Problem to work on. In the entries below, find each line bearing the string "bench" and copy it.

* * *

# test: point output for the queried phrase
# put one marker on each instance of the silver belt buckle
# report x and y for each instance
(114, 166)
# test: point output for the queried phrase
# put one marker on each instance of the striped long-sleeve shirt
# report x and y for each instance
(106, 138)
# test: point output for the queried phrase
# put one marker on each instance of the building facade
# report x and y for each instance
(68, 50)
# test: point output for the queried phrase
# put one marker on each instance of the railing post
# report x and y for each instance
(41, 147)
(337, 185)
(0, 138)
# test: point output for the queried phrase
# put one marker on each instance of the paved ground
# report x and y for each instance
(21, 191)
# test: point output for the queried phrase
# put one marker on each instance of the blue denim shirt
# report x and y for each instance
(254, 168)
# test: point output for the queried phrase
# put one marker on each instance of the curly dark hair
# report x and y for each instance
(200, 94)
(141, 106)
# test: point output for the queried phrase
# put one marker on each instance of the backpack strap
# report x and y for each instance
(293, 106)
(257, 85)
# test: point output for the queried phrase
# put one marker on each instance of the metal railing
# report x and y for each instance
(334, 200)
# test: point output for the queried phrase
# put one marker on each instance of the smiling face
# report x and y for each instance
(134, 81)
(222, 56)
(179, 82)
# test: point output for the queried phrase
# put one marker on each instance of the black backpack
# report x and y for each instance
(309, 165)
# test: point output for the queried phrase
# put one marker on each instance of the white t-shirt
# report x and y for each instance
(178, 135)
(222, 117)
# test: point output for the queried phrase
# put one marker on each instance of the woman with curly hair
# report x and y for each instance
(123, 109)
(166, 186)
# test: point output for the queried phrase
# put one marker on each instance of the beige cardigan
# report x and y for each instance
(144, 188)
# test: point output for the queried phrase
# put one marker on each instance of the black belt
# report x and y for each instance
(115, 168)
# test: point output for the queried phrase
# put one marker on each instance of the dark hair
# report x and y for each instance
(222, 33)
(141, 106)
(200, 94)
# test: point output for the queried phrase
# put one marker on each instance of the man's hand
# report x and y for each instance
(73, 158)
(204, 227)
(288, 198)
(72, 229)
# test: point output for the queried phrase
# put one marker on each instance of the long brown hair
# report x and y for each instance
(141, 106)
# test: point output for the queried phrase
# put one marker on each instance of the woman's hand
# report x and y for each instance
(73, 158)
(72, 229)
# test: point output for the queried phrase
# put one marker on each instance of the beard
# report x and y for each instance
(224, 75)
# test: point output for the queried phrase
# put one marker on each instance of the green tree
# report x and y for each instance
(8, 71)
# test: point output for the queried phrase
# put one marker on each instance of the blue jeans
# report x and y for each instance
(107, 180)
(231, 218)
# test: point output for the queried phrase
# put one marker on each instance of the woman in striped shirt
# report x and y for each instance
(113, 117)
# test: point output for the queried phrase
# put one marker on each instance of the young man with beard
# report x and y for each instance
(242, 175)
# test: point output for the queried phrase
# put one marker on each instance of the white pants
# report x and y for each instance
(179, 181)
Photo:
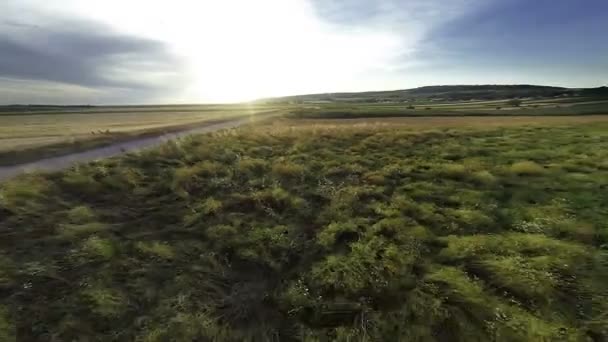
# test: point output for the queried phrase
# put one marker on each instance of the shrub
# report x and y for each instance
(156, 249)
(483, 177)
(287, 170)
(106, 302)
(98, 247)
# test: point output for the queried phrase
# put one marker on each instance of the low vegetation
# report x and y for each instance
(315, 232)
(41, 133)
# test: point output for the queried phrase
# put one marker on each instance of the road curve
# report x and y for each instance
(65, 161)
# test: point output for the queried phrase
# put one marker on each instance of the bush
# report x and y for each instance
(527, 168)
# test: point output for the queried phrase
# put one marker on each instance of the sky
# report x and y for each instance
(208, 51)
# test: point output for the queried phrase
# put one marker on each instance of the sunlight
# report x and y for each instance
(238, 50)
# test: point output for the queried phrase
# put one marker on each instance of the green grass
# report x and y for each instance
(36, 135)
(318, 230)
(558, 107)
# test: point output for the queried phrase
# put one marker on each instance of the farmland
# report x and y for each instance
(370, 229)
(31, 133)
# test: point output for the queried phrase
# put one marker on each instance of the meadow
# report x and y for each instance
(402, 229)
(44, 132)
(426, 108)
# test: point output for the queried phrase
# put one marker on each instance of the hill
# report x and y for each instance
(449, 93)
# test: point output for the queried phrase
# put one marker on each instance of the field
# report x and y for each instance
(540, 107)
(29, 133)
(46, 132)
(402, 229)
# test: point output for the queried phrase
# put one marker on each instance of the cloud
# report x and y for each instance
(79, 53)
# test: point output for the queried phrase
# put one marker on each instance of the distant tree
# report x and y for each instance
(515, 102)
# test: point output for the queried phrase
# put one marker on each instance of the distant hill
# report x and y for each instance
(449, 93)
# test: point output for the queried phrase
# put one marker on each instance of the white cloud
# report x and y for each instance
(240, 49)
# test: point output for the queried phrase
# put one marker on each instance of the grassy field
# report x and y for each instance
(412, 229)
(37, 134)
(31, 133)
(541, 107)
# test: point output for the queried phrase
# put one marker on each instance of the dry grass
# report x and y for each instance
(448, 122)
(34, 130)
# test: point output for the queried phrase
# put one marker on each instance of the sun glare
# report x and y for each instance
(239, 50)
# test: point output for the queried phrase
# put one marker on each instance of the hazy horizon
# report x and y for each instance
(71, 52)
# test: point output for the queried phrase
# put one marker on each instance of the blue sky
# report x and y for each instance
(188, 51)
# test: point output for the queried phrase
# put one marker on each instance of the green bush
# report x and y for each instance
(322, 231)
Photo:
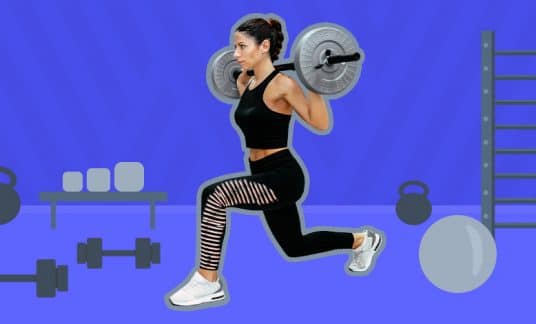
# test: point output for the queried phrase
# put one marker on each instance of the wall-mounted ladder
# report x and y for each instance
(489, 151)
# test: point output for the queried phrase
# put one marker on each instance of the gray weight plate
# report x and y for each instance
(62, 278)
(310, 50)
(221, 80)
(81, 255)
(94, 253)
(143, 253)
(46, 278)
(155, 253)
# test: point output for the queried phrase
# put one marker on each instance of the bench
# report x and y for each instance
(54, 197)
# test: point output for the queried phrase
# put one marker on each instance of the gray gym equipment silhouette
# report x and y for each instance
(489, 150)
(9, 199)
(145, 253)
(48, 278)
(413, 208)
(327, 60)
(151, 197)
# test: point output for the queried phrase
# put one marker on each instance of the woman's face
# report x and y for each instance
(247, 53)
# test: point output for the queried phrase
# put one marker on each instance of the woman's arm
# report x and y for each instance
(312, 109)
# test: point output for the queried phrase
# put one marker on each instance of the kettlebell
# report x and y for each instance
(413, 208)
(9, 198)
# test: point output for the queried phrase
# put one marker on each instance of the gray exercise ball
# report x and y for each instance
(457, 254)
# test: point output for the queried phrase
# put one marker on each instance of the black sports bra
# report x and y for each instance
(262, 127)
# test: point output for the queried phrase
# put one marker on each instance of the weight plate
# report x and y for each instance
(143, 253)
(155, 253)
(81, 255)
(221, 80)
(46, 278)
(94, 253)
(62, 278)
(311, 49)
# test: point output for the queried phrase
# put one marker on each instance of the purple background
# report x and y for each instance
(92, 83)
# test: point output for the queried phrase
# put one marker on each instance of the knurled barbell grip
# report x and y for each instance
(343, 58)
(119, 253)
(18, 278)
(279, 67)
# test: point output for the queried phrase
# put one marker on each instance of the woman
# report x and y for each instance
(277, 180)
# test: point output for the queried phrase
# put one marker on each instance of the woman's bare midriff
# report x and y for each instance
(257, 154)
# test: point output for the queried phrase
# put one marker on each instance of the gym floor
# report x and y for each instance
(264, 286)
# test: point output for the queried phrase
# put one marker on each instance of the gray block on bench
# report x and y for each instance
(98, 179)
(72, 181)
(129, 176)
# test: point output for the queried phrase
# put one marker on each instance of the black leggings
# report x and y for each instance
(275, 184)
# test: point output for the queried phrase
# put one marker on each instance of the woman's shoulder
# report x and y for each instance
(285, 82)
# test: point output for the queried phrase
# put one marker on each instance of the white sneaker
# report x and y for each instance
(197, 291)
(362, 256)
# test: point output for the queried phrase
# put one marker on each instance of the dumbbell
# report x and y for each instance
(92, 253)
(327, 60)
(48, 278)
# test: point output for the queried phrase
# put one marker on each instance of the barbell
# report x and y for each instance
(145, 253)
(327, 60)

* * *

Result.
# put one marker on each instance of the bench
# put one marker on each instance of the gray block on bench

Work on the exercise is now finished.